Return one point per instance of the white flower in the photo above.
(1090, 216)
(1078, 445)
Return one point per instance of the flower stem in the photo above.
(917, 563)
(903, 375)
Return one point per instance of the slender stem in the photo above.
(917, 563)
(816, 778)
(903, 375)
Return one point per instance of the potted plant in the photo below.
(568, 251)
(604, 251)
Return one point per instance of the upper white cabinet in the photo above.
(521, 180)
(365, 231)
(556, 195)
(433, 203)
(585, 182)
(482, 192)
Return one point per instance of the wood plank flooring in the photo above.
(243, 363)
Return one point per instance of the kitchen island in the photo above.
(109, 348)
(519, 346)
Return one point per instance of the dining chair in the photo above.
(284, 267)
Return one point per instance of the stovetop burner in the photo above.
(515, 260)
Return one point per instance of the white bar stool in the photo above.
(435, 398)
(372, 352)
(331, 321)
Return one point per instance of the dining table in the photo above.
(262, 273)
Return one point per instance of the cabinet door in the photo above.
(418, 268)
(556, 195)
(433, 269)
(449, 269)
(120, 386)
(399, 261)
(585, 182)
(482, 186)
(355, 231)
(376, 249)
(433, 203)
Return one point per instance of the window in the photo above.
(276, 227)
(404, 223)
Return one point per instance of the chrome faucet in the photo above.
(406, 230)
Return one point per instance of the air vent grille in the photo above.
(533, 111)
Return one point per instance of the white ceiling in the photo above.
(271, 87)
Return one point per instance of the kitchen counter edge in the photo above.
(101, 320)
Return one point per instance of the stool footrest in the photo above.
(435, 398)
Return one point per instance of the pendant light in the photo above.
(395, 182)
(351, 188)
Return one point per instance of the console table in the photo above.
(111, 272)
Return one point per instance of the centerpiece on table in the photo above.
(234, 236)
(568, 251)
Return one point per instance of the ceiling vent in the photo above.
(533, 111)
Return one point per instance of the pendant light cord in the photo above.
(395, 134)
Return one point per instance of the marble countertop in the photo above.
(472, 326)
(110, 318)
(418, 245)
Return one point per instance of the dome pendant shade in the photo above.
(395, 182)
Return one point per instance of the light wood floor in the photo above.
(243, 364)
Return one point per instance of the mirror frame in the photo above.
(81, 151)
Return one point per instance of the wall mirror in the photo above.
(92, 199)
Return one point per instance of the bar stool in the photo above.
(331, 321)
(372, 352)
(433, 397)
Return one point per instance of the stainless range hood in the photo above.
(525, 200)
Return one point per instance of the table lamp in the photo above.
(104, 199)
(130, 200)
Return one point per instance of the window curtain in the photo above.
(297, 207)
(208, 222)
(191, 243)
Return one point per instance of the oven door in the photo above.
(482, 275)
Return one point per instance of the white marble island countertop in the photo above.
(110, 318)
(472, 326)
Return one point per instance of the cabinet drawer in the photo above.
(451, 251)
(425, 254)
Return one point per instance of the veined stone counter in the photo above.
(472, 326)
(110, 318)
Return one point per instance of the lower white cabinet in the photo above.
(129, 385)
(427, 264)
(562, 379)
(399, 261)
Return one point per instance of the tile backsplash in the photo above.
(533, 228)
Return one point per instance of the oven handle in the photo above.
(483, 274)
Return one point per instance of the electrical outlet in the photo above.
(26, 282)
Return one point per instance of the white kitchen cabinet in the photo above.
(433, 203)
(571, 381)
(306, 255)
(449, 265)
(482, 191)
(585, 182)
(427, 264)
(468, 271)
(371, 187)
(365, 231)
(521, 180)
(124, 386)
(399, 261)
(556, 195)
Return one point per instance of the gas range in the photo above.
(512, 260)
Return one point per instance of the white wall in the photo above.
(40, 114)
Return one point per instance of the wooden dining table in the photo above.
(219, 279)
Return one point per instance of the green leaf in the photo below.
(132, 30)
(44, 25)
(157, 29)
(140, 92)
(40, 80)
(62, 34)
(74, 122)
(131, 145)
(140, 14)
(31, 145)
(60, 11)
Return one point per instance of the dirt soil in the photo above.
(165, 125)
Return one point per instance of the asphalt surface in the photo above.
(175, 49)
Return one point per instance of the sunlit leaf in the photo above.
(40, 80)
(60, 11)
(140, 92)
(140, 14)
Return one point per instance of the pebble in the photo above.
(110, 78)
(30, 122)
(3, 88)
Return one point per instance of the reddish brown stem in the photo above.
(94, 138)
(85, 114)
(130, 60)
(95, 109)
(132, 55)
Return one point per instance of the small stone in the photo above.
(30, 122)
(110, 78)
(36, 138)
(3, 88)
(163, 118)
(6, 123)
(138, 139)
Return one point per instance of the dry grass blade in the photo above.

————

* WHAT IS EXPECTED:
An exact transcription of all the records is needed.

* SOLUTION FOR THIS EXERCISE:
Return one point per instance of the white flower in the photo above.
(1090, 216)
(1078, 445)
Return one point per instance of the flower stem in the photo above.
(917, 563)
(903, 375)
Return one point per instance of the slender stem in the photo above.
(917, 563)
(816, 778)
(903, 375)
Return one point per instance of the potted plant in the photo below.
(568, 251)
(604, 251)
Return one point per instance of the upper white cabinet in the photo above.
(521, 180)
(365, 231)
(556, 195)
(433, 203)
(585, 182)
(482, 192)
Return one point per instance of the wood plank flooring in the photo above.
(243, 363)
Return one point per instance of the kitchen island in the photo above.
(109, 348)
(519, 346)
Return one point per instance of the dining chair in the photo above.
(284, 267)
Return one point per instance of the stovetop burner in the photo above.
(515, 260)
Return one point per instance of the white bar stool in the photo above.
(435, 398)
(372, 352)
(331, 321)
Return one point per instance of the dining table in the photo above.
(262, 273)
Return one point per instance of the cabinet door in the photo above.
(418, 268)
(556, 195)
(433, 269)
(449, 269)
(120, 386)
(399, 261)
(585, 182)
(482, 186)
(355, 231)
(376, 249)
(433, 203)
Return one point per instance of the window in the photo above.
(276, 227)
(404, 223)
Return one point per instance of the chrome faucet in the photo above.
(406, 230)
Return one point per instance of the air vent grille in the photo above.
(533, 111)
Return one point per instance of the white ceiling in the photo above.
(271, 87)
Return one point per instance of the kitchen counter edge in the photo above.
(101, 320)
Return one point per instance of the stool footrest in the photo above.
(435, 398)
Return one point per instance of the pendant light in the photo above.
(395, 182)
(351, 188)
Return one point per instance of the console table in the photo above.
(111, 272)
Return one point per instance of the centerpiece on table in the photo above.
(234, 236)
(568, 251)
Return one point per instance of the ceiling vent in the photo above.
(533, 111)
Return one point per instance of the pendant light cord in the photo above.
(395, 134)
Return one point per instance of the marble countertop in the photo above.
(472, 326)
(110, 318)
(418, 245)
Return one point per instance of the dome pendant shade in the photo above.
(395, 182)
Return one point per instance of the light wood floor in the photo above.
(243, 364)
Return one point per instance of the mirror frame in the photo above.
(81, 151)
Return one point per instance of the wall mirror in the photo above.
(92, 199)
Return one point per instance of the bar stool in the photo above.
(331, 321)
(372, 352)
(433, 397)
Return one point per instance of the stainless range hood in the photo above.
(525, 200)
Return one point per instance of the table lamp in the photo above.
(104, 199)
(130, 200)
Return one point per instance of the window curtain in the photo above.
(297, 207)
(208, 222)
(191, 243)
Return one point per instance of the oven door in the photo above.
(482, 275)
Return one point per instance of the white marble island countertop in the photo above.
(110, 318)
(472, 326)
Return one point per instance of the cabinet drawer in the photo above.
(451, 251)
(425, 254)
Return one point per instance of the veined stone counter in the photo above.
(472, 326)
(110, 318)
Return one point per instance of the lower white cabinet in the photo above.
(129, 385)
(427, 264)
(562, 379)
(399, 261)
Return one point per instance of the tile backsplash in the photo above.
(533, 228)
Return one point per instance of the oven handle in the photo above.
(483, 274)
Return one point per instance of the electrical outlet in the photo above.
(26, 282)
Return one point per instance of the white kitchen cabinet in the photo above.
(433, 203)
(571, 381)
(306, 255)
(449, 265)
(482, 191)
(585, 182)
(427, 264)
(468, 271)
(371, 187)
(365, 231)
(521, 180)
(124, 386)
(399, 261)
(556, 195)
Return one point per instance of the gas range in the photo above.
(512, 260)
Return one point per instance of the white wall in the photo above.
(40, 114)
Return one point per instance of the wooden dining table in the photo above.
(219, 279)
Return one point per instance of the green leaf in the photo below.
(132, 30)
(44, 25)
(157, 29)
(140, 92)
(40, 80)
(62, 34)
(74, 122)
(131, 145)
(140, 14)
(31, 145)
(60, 11)
Return one point per instance of the dirt soil in the photo above.
(165, 125)
Return one point per instance of the asphalt surface in the photo above.
(175, 49)
Return one point per instance of the sunlit leaf in the photo above.
(40, 80)
(60, 11)
(140, 92)
(140, 14)
Return one point per instance of the pebble in the photo above.
(110, 78)
(30, 122)
(3, 88)
Return one point per instance of the reddish brown stem in the photo above.
(94, 138)
(85, 114)
(130, 60)
(95, 109)
(132, 55)
Return one point per instance of the small stone in the photo above.
(30, 122)
(110, 78)
(36, 138)
(3, 88)
(163, 118)
(6, 123)
(138, 139)
Return one point per instance of the dry grass blade in the photo above.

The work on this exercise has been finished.